» **EXERCISE**:
The data below must be copied in full and without any change.

[begin RECORDS SHOWN]

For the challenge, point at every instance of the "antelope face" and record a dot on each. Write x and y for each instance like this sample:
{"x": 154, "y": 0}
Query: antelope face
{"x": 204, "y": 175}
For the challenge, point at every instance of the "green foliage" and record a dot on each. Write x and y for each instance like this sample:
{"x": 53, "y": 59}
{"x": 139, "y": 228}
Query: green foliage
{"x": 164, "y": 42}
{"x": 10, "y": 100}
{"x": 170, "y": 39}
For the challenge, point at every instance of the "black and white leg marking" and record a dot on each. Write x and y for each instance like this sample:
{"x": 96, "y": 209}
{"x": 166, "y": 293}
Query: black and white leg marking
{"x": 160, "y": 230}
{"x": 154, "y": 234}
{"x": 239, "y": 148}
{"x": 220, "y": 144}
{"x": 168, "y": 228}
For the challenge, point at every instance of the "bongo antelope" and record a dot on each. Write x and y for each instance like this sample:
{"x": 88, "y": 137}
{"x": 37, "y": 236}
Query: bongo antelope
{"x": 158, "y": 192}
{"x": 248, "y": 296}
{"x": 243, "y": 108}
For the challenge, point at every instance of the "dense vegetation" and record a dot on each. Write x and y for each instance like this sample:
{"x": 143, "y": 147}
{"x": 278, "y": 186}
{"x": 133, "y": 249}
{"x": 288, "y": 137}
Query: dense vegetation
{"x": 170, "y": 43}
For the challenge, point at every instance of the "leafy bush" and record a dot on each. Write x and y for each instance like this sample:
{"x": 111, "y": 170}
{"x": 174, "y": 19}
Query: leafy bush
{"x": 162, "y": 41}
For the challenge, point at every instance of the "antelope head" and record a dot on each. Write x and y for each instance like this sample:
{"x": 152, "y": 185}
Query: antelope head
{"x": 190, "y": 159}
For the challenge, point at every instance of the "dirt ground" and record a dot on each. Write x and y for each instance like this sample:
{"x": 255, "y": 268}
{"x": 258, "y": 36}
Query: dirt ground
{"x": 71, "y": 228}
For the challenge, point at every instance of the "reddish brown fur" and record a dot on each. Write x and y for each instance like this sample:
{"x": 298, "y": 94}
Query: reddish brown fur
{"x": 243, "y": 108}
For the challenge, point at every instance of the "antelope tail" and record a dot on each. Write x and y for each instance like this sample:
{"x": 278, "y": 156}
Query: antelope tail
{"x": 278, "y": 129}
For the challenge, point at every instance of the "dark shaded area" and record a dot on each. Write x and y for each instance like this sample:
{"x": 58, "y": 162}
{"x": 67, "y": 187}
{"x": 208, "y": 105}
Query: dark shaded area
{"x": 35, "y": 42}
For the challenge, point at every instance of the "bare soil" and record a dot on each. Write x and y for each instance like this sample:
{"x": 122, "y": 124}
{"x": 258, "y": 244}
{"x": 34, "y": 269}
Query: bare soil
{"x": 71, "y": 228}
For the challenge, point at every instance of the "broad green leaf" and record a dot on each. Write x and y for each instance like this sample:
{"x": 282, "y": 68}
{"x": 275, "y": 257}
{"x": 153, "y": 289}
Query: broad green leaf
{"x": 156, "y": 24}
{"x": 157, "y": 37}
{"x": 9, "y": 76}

[end RECORDS SHOWN]

» **EXERCISE ANSWER**:
For the challenge, point at every instance of the "antelope face" and record a dot on each. Write x and y for each instance like this sample:
{"x": 154, "y": 0}
Query: antelope face
{"x": 204, "y": 175}
For the challenge, point at every instance of the "green foliage" and record a dot on each. Write x and y for each instance like this sample:
{"x": 53, "y": 59}
{"x": 139, "y": 228}
Query: green foliage
{"x": 164, "y": 42}
{"x": 10, "y": 100}
{"x": 170, "y": 39}
For the challenge, point at every instance of the "black and white leg marking" and record a dot on each. Write x and y for each instance like this sample:
{"x": 96, "y": 209}
{"x": 166, "y": 293}
Query: black and white leg marking
{"x": 160, "y": 230}
{"x": 154, "y": 234}
{"x": 239, "y": 148}
{"x": 220, "y": 144}
{"x": 168, "y": 228}
For the challenge, point at every instance of the "bongo antelope" and record a dot on each. Write x and y for each instance like this sample:
{"x": 88, "y": 137}
{"x": 37, "y": 236}
Query: bongo antelope
{"x": 158, "y": 192}
{"x": 248, "y": 296}
{"x": 243, "y": 108}
For the challenge, point at every instance of the "dense vegetation" and record a dot on each. Write x and y for each instance like this sample:
{"x": 143, "y": 147}
{"x": 278, "y": 186}
{"x": 133, "y": 249}
{"x": 288, "y": 137}
Query: dense vegetation
{"x": 170, "y": 43}
For the challenge, point at every instance of the "leafy bush" and record a dot on each. Write x and y for each instance like this sample:
{"x": 111, "y": 170}
{"x": 174, "y": 19}
Query: leafy bush
{"x": 162, "y": 41}
For the challenge, point at every instance of the "antelope head" and record a dot on each. Write x and y for each instance like this sample:
{"x": 152, "y": 185}
Query: antelope head
{"x": 190, "y": 159}
For the challenge, point at every instance of the "dirt ground" and record a dot on each. Write x and y for each instance like this sample:
{"x": 255, "y": 268}
{"x": 258, "y": 36}
Query: dirt ground
{"x": 71, "y": 228}
For the challenge, point at every instance of the "reddish brown fur" and record a dot on each. Write x and y for each instance like this sample:
{"x": 298, "y": 94}
Query: reddish brown fur
{"x": 243, "y": 108}
For the challenge, point at every instance of the "antelope tail" and record a dot on each. Write x and y for each instance like this sample:
{"x": 278, "y": 156}
Query: antelope tail
{"x": 278, "y": 129}
For the challenge, point at every instance of the "dark shaded area" and record a dot on each. Write x and y for each instance like this sample:
{"x": 58, "y": 162}
{"x": 67, "y": 187}
{"x": 208, "y": 105}
Query: dark shaded area
{"x": 35, "y": 42}
For the challenge, point at every instance of the "bare soil" and record a dot on each. Write x and y for each instance like this sample:
{"x": 122, "y": 124}
{"x": 258, "y": 244}
{"x": 34, "y": 269}
Query: bare soil
{"x": 71, "y": 228}
For the challenge, point at every instance of the "broad green leaf" and record a dot on each. Write x and y for each instance like this sample:
{"x": 282, "y": 68}
{"x": 275, "y": 257}
{"x": 153, "y": 289}
Query: broad green leaf
{"x": 156, "y": 24}
{"x": 157, "y": 37}
{"x": 9, "y": 76}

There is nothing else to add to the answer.